> EXTRACTED TEXT
++++++++++

= Gerry Roxas Leadership Award =

National recognition in the Philippines

The Gerry Roxas Leadership Award (GRLA) is a prestigious national recognition in the Philippines bestowed upon outstanding high school graduates. Established in 1967 by the Gerry Roxas Foundation (GRF), the award is designed to honor students who exemplify the core values of integrity, service, and excellence. Over its 50-year history, it has become one of the most recognized youth leadership honors in the Philippines, with over 46,000 awardees recorded since its inception.

== History ==
The award traces its origins to the Roxas Educational Advancement Committee (REAC), founded in 1958 by Senator Gerardo "Gerry" M. Roxas to provide scholarships to underprivileged youth in the province of Capiz.

In 1967, the committee was reconstituted as the Roxas Educational and Welfare Committee, Inc. (REWC), and the scholarship program was expanded into a nationwide recognition project known as the Gerry Roxas Leadership Award. The initiative was intended to identify and nurture "the beginnings of individual excellence and leadership" among Filipino youth. Following the senator's death in 1982, the foundation was renamed the Gerry Roxas Foundation, which continues to administer the award today.

==Criteria and Selection==
The award is conferred annually to a single graduating student (traditionally from Grade 10 or Grade 12, depending on the school's curriculum) from over 2,000 partner public and private high schools across the Philippines.

Candidates are evaluated based on the following pillars:

- Academic Excellence: The student must maintain high scholastic standing.

++++++++++

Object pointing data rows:
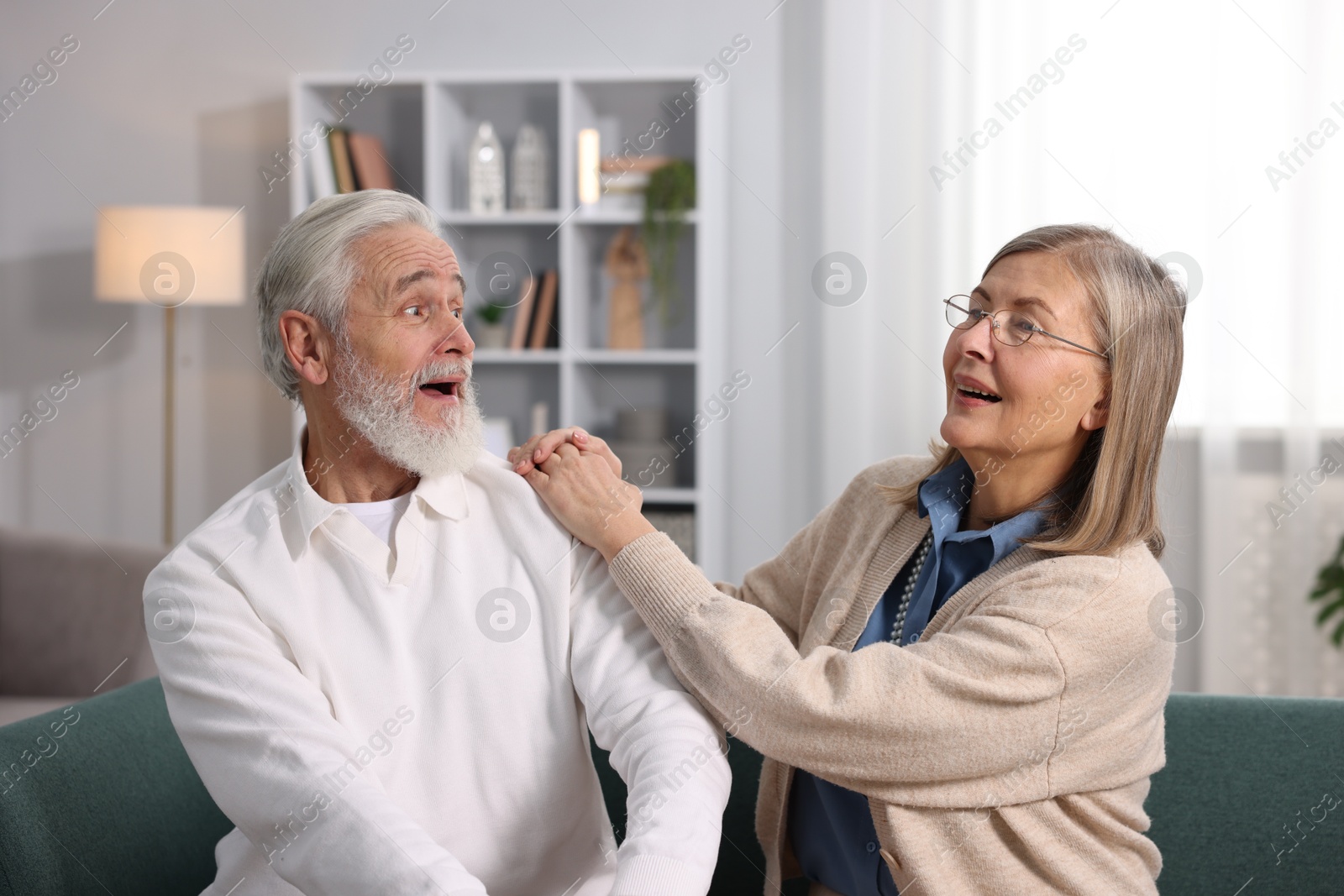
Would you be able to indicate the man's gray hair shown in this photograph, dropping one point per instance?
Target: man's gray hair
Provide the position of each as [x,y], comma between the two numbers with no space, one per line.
[311,268]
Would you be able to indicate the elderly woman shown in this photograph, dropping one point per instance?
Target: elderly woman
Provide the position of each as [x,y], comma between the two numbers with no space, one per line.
[951,671]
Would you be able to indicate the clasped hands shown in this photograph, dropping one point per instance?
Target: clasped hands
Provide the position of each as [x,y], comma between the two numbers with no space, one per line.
[580,479]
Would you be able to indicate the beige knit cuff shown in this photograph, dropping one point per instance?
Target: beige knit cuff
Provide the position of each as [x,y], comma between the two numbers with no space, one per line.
[663,584]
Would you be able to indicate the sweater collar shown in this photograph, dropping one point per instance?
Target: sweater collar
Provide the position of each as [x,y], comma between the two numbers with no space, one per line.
[445,495]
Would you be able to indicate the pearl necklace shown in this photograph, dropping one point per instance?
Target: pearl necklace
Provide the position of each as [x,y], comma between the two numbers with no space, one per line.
[921,555]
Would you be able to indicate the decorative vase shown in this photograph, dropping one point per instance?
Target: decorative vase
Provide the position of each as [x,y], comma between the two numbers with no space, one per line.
[627,265]
[486,172]
[528,181]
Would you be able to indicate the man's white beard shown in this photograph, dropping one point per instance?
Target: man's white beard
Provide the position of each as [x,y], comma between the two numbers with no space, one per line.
[383,411]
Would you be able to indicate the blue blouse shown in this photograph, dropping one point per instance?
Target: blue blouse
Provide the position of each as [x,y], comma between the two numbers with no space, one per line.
[830,826]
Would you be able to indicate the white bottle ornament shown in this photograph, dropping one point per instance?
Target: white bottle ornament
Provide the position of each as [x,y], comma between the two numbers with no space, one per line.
[528,181]
[486,172]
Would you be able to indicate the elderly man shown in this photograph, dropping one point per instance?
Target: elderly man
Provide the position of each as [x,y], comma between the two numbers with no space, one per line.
[385,656]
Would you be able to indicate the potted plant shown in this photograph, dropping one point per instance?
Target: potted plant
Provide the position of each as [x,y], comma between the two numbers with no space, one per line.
[1330,590]
[491,333]
[669,195]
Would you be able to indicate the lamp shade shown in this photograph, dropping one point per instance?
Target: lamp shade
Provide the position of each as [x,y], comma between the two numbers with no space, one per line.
[170,255]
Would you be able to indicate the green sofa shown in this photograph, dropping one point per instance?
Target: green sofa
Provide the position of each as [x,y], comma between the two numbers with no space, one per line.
[113,805]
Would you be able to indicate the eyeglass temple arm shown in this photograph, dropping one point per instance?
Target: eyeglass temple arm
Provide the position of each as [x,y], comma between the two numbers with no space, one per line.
[1072,343]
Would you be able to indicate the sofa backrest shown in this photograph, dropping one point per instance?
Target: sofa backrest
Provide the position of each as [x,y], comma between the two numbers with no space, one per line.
[102,799]
[1249,795]
[1245,799]
[71,611]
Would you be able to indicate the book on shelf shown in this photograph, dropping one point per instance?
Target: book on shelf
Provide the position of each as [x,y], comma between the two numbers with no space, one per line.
[322,175]
[340,160]
[544,317]
[523,313]
[370,161]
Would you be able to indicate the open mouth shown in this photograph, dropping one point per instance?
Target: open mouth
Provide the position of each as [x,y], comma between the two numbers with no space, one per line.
[441,389]
[978,394]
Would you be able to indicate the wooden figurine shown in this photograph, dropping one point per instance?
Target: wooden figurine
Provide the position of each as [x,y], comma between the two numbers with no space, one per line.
[628,266]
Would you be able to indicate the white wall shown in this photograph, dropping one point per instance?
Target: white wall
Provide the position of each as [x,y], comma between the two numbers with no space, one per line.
[181,103]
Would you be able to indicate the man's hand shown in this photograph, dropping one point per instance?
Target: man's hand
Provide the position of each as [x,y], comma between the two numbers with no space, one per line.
[537,449]
[593,503]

++++++++++

> DIRECTIONS
According to the Gerry Roxas Leadership Award text, in what year was the Roxas Educational Advancement Committee founded?

> EXERCISE OUTPUT
1958